Provided records
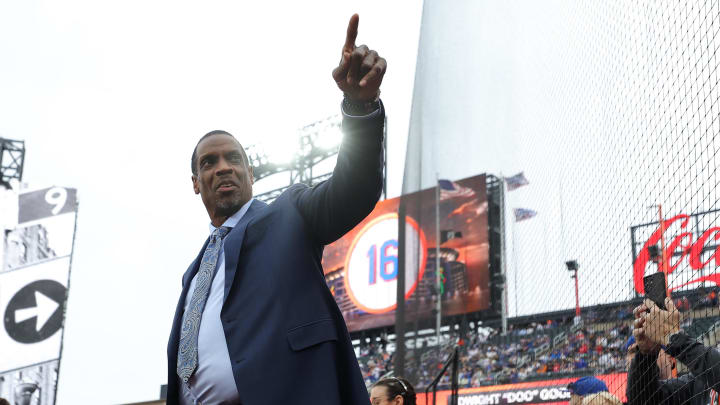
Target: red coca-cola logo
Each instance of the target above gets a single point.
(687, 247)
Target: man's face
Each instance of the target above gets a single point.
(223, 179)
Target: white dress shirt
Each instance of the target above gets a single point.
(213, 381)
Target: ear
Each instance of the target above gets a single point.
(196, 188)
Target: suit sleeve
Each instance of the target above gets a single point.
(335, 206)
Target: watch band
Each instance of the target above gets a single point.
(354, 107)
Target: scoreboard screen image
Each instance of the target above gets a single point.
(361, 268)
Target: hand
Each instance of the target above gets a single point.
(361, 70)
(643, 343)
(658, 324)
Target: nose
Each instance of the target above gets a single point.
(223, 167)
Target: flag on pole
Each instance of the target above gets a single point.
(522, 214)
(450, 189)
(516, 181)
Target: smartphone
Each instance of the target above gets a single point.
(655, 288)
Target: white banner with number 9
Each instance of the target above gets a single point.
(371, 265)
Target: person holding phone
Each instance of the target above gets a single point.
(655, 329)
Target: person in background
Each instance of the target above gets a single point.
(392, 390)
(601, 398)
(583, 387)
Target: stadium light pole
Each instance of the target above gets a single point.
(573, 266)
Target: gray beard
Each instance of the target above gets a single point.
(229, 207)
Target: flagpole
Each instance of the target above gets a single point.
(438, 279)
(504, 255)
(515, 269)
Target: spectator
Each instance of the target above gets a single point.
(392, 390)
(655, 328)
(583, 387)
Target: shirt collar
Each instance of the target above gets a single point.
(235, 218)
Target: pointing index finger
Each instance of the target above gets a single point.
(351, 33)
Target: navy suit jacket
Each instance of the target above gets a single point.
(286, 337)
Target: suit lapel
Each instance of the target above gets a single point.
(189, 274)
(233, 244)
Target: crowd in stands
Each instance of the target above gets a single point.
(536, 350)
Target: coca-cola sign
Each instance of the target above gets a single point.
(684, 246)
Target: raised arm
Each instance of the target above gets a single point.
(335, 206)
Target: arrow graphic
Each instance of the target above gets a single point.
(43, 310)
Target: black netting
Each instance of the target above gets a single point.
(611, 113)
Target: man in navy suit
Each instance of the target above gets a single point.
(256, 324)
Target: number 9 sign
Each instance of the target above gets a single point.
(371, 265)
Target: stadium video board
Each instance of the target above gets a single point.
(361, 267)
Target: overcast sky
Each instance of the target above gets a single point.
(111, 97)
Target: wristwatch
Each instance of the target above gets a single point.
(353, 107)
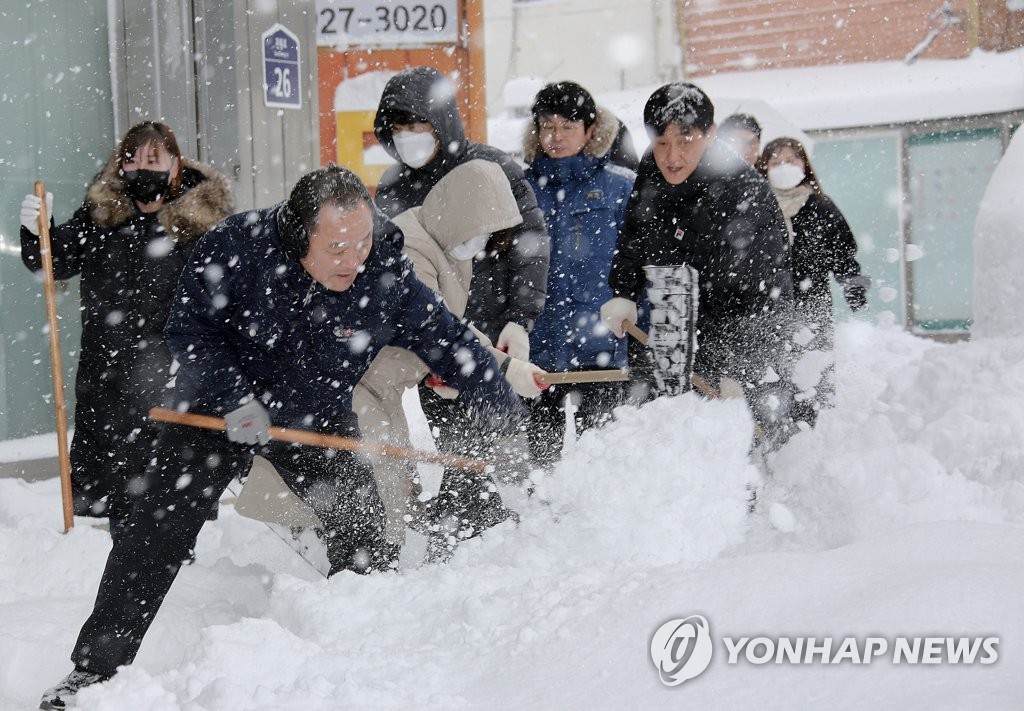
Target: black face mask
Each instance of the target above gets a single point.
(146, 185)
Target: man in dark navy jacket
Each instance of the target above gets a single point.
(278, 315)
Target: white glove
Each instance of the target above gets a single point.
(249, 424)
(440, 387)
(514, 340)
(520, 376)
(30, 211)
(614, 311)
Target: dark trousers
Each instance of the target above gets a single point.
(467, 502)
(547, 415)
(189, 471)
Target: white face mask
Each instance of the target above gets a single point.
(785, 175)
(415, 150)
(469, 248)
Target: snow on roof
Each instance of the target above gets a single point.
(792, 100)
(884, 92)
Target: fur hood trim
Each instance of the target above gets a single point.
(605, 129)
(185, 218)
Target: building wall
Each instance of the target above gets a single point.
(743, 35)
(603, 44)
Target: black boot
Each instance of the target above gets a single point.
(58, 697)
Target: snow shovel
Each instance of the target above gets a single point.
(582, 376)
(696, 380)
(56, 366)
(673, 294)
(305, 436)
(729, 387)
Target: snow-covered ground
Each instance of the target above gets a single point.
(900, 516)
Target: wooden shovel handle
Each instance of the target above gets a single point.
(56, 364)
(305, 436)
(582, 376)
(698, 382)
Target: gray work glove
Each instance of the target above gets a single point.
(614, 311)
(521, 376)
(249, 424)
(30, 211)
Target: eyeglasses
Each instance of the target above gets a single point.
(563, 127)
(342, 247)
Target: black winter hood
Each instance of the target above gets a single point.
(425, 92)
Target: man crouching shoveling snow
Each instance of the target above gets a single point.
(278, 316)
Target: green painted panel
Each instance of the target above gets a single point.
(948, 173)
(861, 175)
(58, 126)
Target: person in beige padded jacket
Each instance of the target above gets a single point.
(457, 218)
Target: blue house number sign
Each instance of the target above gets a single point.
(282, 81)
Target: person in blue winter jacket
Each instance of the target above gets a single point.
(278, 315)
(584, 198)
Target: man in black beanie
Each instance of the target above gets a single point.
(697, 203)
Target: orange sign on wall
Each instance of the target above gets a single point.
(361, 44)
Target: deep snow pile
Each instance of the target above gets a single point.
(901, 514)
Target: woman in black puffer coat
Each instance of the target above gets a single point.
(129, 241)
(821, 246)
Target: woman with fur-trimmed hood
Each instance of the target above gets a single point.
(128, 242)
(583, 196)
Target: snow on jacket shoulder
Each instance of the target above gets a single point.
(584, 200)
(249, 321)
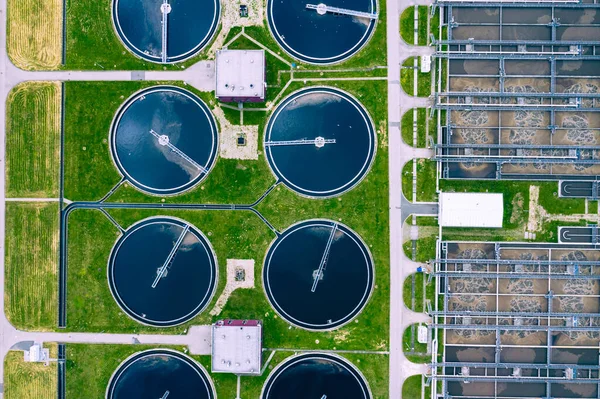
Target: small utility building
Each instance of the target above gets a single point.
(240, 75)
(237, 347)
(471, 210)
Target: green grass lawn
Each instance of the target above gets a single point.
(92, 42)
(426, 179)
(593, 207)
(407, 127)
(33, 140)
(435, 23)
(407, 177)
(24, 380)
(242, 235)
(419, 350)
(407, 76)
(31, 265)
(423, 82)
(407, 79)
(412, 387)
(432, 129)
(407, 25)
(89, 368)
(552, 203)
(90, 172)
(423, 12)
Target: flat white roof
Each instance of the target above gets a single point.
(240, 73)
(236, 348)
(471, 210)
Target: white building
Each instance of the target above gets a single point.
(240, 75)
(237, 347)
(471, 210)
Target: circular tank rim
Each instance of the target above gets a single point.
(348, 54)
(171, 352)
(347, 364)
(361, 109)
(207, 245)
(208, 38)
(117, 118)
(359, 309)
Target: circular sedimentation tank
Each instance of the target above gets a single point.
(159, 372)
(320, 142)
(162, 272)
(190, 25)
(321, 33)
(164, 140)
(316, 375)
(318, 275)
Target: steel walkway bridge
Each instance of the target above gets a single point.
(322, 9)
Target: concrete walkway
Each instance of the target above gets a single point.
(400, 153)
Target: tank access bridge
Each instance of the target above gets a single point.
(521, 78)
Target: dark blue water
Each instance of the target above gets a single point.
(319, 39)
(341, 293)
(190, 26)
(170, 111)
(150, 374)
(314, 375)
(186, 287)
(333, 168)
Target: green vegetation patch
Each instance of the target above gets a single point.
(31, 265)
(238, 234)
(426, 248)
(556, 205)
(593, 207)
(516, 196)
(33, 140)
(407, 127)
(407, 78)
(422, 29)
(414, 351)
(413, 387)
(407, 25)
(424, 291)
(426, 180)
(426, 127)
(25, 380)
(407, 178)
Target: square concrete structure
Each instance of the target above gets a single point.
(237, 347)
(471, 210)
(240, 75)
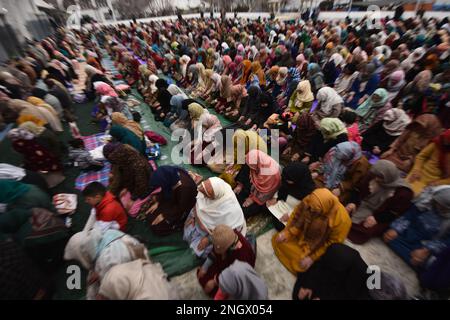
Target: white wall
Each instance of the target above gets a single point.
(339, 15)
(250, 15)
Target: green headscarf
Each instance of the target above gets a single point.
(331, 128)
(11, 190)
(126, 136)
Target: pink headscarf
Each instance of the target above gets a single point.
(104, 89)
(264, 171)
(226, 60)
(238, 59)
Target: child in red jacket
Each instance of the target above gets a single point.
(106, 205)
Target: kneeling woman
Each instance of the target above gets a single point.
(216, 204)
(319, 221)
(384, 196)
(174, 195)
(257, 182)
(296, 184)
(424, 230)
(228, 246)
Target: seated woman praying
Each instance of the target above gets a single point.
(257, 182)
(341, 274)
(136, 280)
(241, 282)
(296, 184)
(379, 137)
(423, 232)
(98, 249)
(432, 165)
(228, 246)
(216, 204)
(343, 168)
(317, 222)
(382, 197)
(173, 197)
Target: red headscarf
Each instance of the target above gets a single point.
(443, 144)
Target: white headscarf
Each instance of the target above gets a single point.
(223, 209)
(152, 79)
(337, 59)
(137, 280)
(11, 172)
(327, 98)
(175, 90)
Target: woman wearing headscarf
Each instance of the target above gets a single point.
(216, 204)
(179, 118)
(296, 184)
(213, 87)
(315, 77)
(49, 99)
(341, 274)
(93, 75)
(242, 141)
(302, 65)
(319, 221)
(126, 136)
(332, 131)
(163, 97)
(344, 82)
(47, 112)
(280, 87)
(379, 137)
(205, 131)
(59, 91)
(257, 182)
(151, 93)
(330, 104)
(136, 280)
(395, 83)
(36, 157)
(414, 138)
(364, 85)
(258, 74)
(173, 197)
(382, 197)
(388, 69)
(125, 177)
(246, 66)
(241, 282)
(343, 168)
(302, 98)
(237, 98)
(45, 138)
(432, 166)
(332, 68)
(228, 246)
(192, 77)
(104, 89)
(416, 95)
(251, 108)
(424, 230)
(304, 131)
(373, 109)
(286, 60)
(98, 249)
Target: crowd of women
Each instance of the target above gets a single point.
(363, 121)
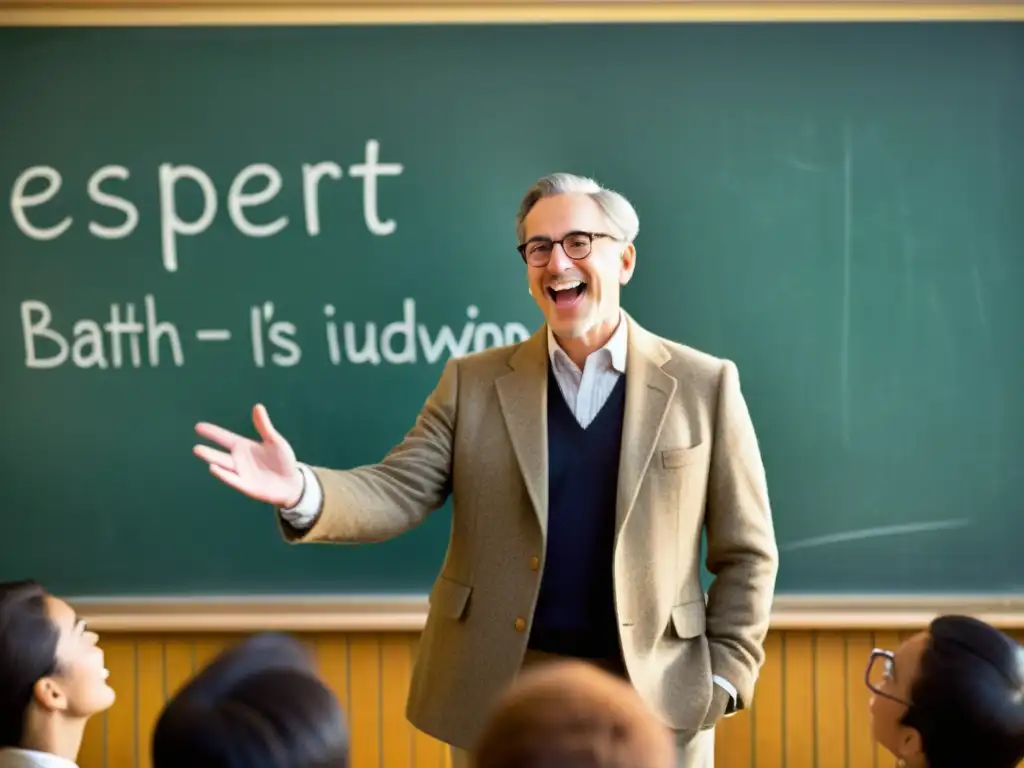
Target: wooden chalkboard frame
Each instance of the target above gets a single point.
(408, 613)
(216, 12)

What you will do
Only the lines from the line with "Target: green headscarf" to the end of the records should be repeated, exactly and without pictures.

Written reply
Target: green headscarf
Each instance of the target above gets a single point.
(331, 128)
(11, 190)
(126, 136)
Target: pink headscarf
Each instance of the target above gets a single point.
(104, 89)
(264, 171)
(226, 60)
(238, 59)
Target: child in red jacket
Each instance of the target above gets a single point.
(106, 205)
Target: kneeling woman
Each instance of the target above gets a single point.
(216, 204)
(319, 221)
(384, 196)
(174, 195)
(257, 182)
(296, 184)
(424, 230)
(228, 246)
Target: seated woman praying
Each instance of the target above gets a single point.
(257, 182)
(341, 274)
(136, 280)
(241, 282)
(296, 184)
(379, 137)
(423, 232)
(98, 249)
(432, 165)
(228, 246)
(216, 204)
(343, 168)
(317, 222)
(382, 197)
(173, 197)
Target: red headscarf
Each instance of the target above gets a single point.
(443, 144)
Target: white headscarf
Each instance of the target above gets a single point.
(223, 209)
(152, 79)
(337, 59)
(137, 280)
(11, 172)
(327, 98)
(175, 90)
Target: woman wearing headscarf
Each instance of the target above gets a single point.
(216, 204)
(179, 118)
(296, 184)
(213, 87)
(315, 77)
(49, 99)
(341, 274)
(93, 75)
(242, 141)
(302, 65)
(319, 221)
(126, 136)
(332, 131)
(163, 97)
(344, 82)
(47, 112)
(280, 87)
(379, 137)
(205, 131)
(59, 91)
(257, 182)
(151, 93)
(330, 104)
(136, 280)
(395, 83)
(36, 157)
(414, 138)
(364, 85)
(258, 74)
(173, 197)
(382, 197)
(388, 69)
(125, 177)
(246, 66)
(241, 282)
(343, 168)
(302, 98)
(237, 98)
(45, 138)
(432, 166)
(332, 68)
(228, 246)
(192, 77)
(104, 89)
(416, 95)
(251, 108)
(424, 230)
(304, 131)
(373, 109)
(286, 60)
(98, 249)
Target: crowd of women
Each instance of the target above gets a single point.
(363, 121)
Target: wooden chalkboard frame
Each instance of the target above gets a single point.
(408, 613)
(216, 12)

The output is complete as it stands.